Instruções do exercício —
Transcreva, sem nenhuma alteração, a passagem do texto sobre o desperdício de alimentos que vai de "Segundo o IBGE, em" a "seriam jogados fora.".

Trecho do texto —
———
O que não vai para o lixo cabe no prato

Enquanto milhares de brasileiros fariam qualquer coisa por um mero prato de sopa, os supermercados jogam fora, anualmente, 13 milhões de toneladas de alimentos, o que representa uma perda de R$ 12 bilhões. Se sozinhos esses números são preocupantes, chamam mais a atenção quando unidos à pesquisa divulgada pelo IBGE há pouco mais de uma semana, que mostrou que a insegurança alimentar, ou seja, a falta de acesso adequado à alimentação, é um problema que ainda atinge 30% da população do país e a situação do Pará está entre as piores, ficando atrás apenas do Maranhão e do Ceará.

Segundo o IBGE, em 11,8% dos lares paraenses as famílias chegaram a passar fome e 10,9% deles não tiveram condições de garantir todos os itens em quantidade necessária à família. Ajudar a mudar essa situação pode estar no compromisso de cada um com o reaproveitamento de alimentos que seriam jogados fora.

Dono de uma rede de supermercados, o empresário José Oliveira assumiu sua parte nessa missão. Há mais de 8 anos ele faz doações semanais para instituições de caridade. Também realiza campanhas internas entre os seus funcionários contra o desperdício. “Fazemos doação de verduras e legumes, como cenoura, batata e repolho. Biscoitos e iogurtes, quando estão próximo do vencimento, também são doados, pois sabemos que o rápido consumo é garantido”.
———
Dados registrados —
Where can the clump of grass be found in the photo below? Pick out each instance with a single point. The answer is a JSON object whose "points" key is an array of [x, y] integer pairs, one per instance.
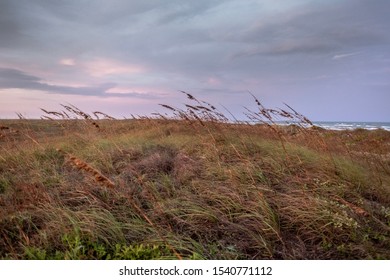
{"points": [[192, 184]]}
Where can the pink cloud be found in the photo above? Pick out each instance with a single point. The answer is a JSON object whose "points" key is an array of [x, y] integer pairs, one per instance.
{"points": [[101, 67]]}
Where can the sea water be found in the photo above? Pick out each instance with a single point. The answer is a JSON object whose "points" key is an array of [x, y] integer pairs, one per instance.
{"points": [[353, 125]]}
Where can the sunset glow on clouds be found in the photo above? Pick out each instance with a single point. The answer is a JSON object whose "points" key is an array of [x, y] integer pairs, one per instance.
{"points": [[327, 59]]}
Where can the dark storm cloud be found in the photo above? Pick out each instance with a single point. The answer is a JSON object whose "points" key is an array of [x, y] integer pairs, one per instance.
{"points": [[11, 78]]}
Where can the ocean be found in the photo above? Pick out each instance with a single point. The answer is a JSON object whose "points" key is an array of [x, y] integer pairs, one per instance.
{"points": [[353, 125]]}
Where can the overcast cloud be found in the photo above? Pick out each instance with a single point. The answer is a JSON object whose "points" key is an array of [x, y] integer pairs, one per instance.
{"points": [[328, 59]]}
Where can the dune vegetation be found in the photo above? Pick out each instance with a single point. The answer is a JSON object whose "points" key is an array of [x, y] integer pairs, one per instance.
{"points": [[192, 184]]}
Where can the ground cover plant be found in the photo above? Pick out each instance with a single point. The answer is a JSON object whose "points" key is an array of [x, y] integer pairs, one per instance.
———
Problema resolvido —
Segundo o IBGE, em 11,8% dos lares paraenses as famílias chegaram a passar fome e 10,9% deles não tiveram condições de garantir todos os itens em quantidade necessária à família. Ajudar a mudar essa situação pode estar no compromisso de cada um com o reaproveitamento de alimentos que seriam jogados fora.